▶ [Exercise prompt]: Render the stretch of rows from the line containing "the wooden fence post" through the line containing "pixel 233 293", both ends included, as a JSON list of strings with one string per line and blank lines omitted.

▶ [Record set]:
______________________________
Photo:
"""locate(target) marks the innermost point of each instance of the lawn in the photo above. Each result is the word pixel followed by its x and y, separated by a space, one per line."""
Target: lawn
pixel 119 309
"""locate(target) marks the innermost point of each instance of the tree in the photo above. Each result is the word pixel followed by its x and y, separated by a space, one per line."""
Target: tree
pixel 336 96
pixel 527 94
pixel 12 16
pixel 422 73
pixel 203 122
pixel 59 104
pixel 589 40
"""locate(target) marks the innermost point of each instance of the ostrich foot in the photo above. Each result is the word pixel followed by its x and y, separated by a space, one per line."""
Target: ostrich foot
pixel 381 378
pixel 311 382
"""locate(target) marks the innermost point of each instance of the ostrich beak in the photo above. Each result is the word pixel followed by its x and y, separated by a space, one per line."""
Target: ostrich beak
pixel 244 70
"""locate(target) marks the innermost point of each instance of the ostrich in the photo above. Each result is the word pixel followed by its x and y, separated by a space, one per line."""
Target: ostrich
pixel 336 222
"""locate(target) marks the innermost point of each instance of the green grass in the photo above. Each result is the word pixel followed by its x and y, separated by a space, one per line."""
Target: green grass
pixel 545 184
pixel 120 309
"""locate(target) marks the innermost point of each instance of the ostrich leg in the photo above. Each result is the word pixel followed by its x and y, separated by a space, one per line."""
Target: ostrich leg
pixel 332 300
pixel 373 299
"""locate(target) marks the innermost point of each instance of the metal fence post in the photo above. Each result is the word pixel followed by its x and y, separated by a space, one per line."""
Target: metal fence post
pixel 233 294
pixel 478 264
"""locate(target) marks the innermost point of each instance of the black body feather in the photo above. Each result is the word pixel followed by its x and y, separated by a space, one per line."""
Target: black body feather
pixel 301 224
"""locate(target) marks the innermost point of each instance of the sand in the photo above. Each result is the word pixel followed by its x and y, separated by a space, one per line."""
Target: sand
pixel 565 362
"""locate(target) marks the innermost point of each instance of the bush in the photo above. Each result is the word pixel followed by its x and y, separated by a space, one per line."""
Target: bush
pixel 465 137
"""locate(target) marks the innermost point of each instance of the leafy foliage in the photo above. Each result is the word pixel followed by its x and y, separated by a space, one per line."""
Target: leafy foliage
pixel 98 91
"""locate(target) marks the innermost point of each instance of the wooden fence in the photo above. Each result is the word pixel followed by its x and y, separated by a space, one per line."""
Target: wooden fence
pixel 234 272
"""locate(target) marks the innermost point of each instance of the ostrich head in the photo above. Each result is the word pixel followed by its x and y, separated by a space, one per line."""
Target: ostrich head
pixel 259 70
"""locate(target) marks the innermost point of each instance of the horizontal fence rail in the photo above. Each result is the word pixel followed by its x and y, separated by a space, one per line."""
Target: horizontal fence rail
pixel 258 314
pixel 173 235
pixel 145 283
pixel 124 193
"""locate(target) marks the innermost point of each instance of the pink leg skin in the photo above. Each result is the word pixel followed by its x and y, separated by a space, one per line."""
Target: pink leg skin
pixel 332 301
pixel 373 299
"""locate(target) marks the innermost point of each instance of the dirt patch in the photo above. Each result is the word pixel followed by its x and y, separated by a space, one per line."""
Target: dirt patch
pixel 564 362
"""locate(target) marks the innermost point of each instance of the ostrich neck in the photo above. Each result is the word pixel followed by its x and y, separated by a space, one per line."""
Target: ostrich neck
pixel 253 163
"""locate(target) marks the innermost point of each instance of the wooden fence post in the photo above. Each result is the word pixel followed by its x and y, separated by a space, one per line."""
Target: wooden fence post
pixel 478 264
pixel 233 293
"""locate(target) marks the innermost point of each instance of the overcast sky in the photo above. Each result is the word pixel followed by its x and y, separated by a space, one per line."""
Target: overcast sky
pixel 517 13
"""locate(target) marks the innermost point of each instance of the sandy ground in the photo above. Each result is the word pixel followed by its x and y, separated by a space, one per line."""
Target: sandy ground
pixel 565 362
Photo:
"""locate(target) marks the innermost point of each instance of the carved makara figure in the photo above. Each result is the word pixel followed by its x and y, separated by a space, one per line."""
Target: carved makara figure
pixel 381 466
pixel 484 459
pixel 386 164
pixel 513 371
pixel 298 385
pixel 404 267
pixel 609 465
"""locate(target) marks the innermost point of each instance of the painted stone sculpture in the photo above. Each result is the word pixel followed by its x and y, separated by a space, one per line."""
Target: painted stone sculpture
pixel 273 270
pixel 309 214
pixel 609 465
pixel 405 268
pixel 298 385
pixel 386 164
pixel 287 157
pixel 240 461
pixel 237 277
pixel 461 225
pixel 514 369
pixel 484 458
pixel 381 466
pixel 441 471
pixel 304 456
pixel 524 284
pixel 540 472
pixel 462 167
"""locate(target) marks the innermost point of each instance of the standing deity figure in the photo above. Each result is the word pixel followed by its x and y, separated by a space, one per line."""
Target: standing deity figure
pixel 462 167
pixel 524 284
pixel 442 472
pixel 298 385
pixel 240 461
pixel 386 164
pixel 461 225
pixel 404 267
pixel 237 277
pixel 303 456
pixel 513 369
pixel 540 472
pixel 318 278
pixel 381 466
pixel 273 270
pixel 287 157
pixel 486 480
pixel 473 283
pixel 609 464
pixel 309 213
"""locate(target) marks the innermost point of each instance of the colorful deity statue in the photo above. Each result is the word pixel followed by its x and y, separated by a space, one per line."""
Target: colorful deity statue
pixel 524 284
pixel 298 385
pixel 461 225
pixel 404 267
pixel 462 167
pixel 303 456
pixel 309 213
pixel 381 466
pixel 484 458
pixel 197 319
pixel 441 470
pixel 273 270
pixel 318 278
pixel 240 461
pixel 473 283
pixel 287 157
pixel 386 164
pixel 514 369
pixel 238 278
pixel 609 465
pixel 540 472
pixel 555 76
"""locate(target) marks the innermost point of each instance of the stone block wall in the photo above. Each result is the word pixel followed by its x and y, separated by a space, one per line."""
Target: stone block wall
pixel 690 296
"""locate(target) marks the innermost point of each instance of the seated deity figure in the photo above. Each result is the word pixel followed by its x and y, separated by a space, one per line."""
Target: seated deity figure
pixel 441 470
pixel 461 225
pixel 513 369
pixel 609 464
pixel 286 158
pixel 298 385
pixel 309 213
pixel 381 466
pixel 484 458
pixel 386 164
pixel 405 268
______________________________
▶ [The response]:
[
  "\"\"\"locate(target) marks the innermost point of each instance of the wooden fence post in the photo above. Each result is the word pixel followed by its x and y, separated by a space, one per line.\"\"\"",
  "Target: wooden fence post",
  "pixel 478 264",
  "pixel 233 293"
]